=== Extracted entries ===
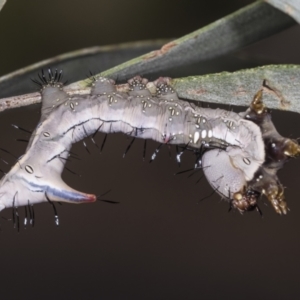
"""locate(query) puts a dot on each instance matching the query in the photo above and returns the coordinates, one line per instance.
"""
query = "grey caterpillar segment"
(234, 146)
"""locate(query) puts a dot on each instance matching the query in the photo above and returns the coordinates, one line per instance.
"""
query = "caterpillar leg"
(278, 150)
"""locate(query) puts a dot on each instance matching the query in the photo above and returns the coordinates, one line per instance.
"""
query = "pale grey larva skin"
(161, 117)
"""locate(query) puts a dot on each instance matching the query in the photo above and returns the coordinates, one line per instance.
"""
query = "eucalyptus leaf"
(239, 29)
(238, 88)
(76, 64)
(290, 7)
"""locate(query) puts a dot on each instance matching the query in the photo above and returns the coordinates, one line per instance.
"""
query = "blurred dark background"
(158, 243)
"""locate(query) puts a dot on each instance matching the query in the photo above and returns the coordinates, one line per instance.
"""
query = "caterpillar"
(239, 153)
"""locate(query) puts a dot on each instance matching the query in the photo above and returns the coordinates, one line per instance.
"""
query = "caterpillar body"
(239, 153)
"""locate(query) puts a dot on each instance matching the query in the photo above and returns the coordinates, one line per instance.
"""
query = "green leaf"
(238, 88)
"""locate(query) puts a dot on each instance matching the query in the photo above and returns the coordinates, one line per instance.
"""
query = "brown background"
(158, 243)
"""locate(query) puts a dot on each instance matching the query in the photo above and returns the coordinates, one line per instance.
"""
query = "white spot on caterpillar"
(29, 169)
(246, 161)
(196, 137)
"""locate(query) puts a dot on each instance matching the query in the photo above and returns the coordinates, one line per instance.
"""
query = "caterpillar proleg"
(239, 153)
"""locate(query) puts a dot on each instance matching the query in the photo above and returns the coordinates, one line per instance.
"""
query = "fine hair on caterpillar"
(239, 153)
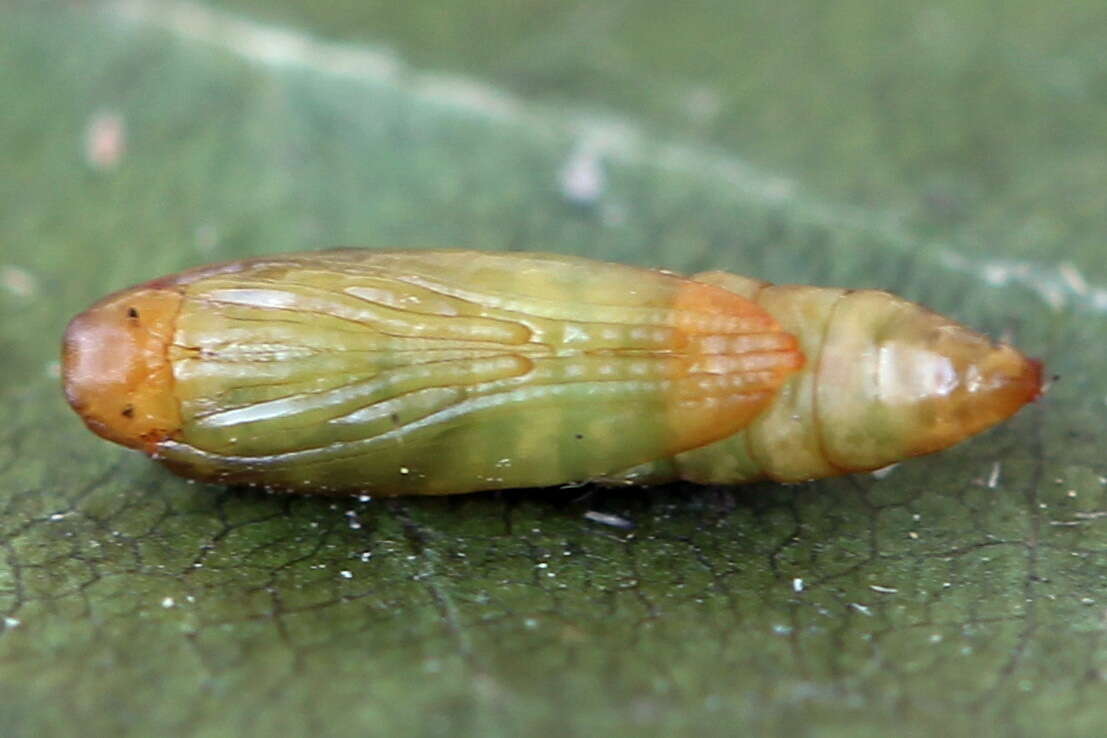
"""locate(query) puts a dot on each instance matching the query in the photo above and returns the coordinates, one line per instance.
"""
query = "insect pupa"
(443, 372)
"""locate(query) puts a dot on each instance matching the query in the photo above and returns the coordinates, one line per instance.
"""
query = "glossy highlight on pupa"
(444, 372)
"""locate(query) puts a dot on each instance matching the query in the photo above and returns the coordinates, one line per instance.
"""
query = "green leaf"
(958, 594)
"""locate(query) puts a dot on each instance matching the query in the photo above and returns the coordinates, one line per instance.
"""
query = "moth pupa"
(443, 372)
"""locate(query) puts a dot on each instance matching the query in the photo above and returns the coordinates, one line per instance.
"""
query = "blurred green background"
(952, 152)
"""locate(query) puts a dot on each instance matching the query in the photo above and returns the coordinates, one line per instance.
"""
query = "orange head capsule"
(115, 366)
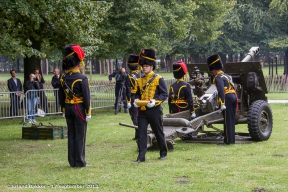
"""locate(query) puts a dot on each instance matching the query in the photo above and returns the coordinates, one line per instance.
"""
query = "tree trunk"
(230, 57)
(286, 62)
(223, 58)
(30, 63)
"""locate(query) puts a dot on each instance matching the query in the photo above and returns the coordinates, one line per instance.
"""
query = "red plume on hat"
(73, 55)
(179, 69)
(79, 51)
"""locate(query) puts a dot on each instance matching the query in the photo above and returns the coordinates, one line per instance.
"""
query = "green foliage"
(281, 7)
(52, 23)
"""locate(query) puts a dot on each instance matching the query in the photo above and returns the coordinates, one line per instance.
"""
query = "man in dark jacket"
(152, 91)
(15, 86)
(226, 95)
(74, 97)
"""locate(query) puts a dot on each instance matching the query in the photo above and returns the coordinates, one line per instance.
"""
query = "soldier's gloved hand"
(223, 107)
(135, 105)
(88, 118)
(151, 103)
(128, 105)
(193, 115)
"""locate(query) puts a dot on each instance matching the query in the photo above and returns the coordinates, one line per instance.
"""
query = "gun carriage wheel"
(260, 120)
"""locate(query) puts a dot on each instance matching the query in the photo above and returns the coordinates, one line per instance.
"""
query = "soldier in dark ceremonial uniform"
(226, 95)
(131, 87)
(120, 76)
(180, 94)
(74, 97)
(152, 88)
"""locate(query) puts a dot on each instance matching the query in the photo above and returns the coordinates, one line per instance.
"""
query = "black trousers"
(43, 101)
(117, 90)
(154, 117)
(229, 118)
(133, 111)
(15, 104)
(77, 128)
(57, 100)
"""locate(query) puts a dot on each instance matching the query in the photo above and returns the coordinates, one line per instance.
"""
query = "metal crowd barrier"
(13, 106)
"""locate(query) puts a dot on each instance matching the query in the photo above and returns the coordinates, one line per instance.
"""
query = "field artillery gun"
(253, 108)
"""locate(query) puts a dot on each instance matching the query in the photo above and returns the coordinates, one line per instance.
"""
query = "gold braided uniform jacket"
(131, 84)
(224, 86)
(157, 89)
(79, 92)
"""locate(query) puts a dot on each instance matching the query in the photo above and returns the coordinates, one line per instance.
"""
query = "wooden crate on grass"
(44, 132)
(30, 133)
(49, 132)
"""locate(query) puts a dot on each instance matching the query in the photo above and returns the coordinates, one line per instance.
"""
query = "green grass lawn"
(112, 152)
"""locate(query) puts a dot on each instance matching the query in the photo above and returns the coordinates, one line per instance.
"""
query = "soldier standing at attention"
(131, 89)
(55, 82)
(180, 95)
(74, 97)
(226, 96)
(152, 88)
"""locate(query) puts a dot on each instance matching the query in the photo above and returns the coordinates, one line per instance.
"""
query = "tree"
(35, 29)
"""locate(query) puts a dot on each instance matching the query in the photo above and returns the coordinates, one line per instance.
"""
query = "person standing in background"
(31, 85)
(152, 88)
(120, 84)
(42, 96)
(15, 86)
(56, 84)
(226, 95)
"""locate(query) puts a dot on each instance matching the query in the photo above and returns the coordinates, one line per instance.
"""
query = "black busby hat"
(133, 62)
(214, 62)
(179, 69)
(73, 55)
(196, 69)
(148, 57)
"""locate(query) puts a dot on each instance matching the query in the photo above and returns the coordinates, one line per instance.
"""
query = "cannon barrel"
(127, 125)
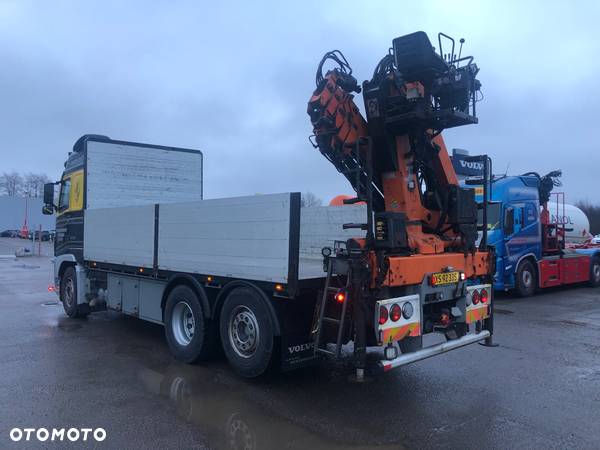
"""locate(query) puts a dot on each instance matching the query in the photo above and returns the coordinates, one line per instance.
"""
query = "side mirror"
(49, 193)
(509, 221)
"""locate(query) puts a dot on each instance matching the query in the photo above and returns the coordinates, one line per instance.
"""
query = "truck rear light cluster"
(479, 296)
(383, 315)
(395, 312)
(484, 296)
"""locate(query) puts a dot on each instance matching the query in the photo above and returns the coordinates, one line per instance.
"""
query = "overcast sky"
(233, 80)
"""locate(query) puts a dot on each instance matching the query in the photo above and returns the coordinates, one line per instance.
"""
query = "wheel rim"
(183, 324)
(527, 278)
(69, 292)
(243, 331)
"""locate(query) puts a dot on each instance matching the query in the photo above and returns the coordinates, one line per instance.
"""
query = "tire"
(595, 272)
(68, 294)
(189, 334)
(247, 332)
(526, 279)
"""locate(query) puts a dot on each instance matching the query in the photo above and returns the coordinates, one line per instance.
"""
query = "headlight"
(407, 310)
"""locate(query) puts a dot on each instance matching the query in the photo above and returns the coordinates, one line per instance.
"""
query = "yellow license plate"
(445, 278)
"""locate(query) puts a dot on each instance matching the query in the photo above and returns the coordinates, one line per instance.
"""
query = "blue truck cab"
(514, 227)
(520, 238)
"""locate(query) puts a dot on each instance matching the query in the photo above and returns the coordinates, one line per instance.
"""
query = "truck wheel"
(188, 332)
(526, 279)
(595, 272)
(247, 332)
(68, 294)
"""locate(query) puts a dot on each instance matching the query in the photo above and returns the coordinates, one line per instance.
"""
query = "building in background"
(12, 214)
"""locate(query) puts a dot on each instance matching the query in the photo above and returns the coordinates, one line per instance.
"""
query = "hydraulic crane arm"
(413, 95)
(340, 131)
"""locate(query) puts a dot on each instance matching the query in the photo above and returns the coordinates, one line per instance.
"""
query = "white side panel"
(120, 235)
(319, 227)
(125, 175)
(244, 237)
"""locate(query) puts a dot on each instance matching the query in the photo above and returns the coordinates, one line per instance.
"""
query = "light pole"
(24, 229)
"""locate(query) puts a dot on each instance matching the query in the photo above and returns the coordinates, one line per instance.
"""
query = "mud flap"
(297, 350)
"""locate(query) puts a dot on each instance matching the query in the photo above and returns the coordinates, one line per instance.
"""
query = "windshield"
(493, 217)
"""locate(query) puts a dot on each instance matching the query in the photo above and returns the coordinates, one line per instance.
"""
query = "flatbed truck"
(276, 285)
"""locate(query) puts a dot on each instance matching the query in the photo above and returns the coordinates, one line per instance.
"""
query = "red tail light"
(395, 312)
(484, 296)
(445, 319)
(382, 315)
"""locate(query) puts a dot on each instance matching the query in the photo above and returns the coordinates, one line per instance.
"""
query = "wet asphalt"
(539, 389)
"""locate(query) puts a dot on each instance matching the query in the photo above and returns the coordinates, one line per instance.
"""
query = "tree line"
(29, 184)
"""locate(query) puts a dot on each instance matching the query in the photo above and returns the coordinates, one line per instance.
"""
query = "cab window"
(530, 213)
(65, 190)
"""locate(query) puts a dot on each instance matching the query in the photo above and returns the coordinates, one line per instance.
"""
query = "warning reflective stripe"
(475, 314)
(398, 333)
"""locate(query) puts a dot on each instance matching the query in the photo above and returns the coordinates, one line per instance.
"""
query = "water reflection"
(236, 415)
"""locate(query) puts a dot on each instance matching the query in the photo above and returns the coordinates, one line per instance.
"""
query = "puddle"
(234, 414)
(573, 322)
(69, 326)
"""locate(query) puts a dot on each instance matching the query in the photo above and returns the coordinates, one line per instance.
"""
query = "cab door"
(512, 224)
(69, 218)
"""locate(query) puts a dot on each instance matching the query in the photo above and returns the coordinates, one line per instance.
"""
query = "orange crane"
(418, 267)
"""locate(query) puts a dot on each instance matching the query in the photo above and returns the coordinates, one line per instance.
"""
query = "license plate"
(445, 278)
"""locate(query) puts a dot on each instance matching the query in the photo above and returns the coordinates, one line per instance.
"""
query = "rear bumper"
(407, 358)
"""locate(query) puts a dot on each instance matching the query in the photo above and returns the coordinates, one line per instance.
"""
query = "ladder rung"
(330, 319)
(326, 352)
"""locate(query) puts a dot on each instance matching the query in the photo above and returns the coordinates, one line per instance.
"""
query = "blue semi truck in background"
(525, 228)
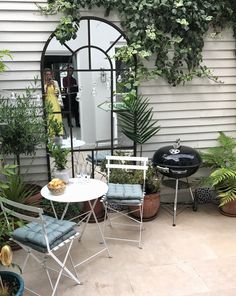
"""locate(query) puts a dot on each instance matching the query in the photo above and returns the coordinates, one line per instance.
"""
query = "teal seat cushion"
(32, 233)
(125, 193)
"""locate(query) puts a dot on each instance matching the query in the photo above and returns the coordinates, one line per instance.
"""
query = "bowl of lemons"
(57, 186)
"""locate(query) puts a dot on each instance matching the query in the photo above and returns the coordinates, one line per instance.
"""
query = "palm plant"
(136, 118)
(224, 182)
(24, 126)
(222, 161)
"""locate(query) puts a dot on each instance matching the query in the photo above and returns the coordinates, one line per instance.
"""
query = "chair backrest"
(24, 212)
(127, 163)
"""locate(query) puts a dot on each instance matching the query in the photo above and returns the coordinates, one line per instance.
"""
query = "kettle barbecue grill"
(177, 162)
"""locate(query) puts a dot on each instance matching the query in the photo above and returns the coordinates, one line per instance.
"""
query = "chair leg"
(175, 201)
(140, 226)
(63, 268)
(62, 265)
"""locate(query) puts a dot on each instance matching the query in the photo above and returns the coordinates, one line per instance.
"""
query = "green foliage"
(222, 161)
(136, 118)
(171, 31)
(6, 170)
(224, 182)
(59, 154)
(25, 126)
(4, 53)
(222, 156)
(17, 190)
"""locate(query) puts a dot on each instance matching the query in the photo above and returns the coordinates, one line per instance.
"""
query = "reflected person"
(71, 88)
(53, 96)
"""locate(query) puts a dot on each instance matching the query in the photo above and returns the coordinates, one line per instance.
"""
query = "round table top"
(78, 190)
(66, 143)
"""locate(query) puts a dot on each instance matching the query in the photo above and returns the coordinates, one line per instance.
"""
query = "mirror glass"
(89, 79)
(95, 71)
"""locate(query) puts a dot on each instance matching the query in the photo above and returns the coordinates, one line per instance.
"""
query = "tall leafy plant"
(136, 118)
(222, 162)
(25, 125)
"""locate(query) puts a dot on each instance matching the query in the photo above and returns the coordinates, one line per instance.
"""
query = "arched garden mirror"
(99, 78)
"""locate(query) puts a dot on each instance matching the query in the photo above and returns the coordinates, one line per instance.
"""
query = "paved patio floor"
(195, 258)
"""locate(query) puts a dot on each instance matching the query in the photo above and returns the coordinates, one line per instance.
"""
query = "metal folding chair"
(125, 195)
(42, 235)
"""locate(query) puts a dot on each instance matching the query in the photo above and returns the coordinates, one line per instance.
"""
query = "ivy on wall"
(170, 31)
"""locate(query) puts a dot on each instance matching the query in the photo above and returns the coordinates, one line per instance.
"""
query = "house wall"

=== Exercise objective ===
Count the lines in the listing above that contain the string "truck", treating uppercase and lowercase as different, and reply with the number only.

=== Written solution ===
5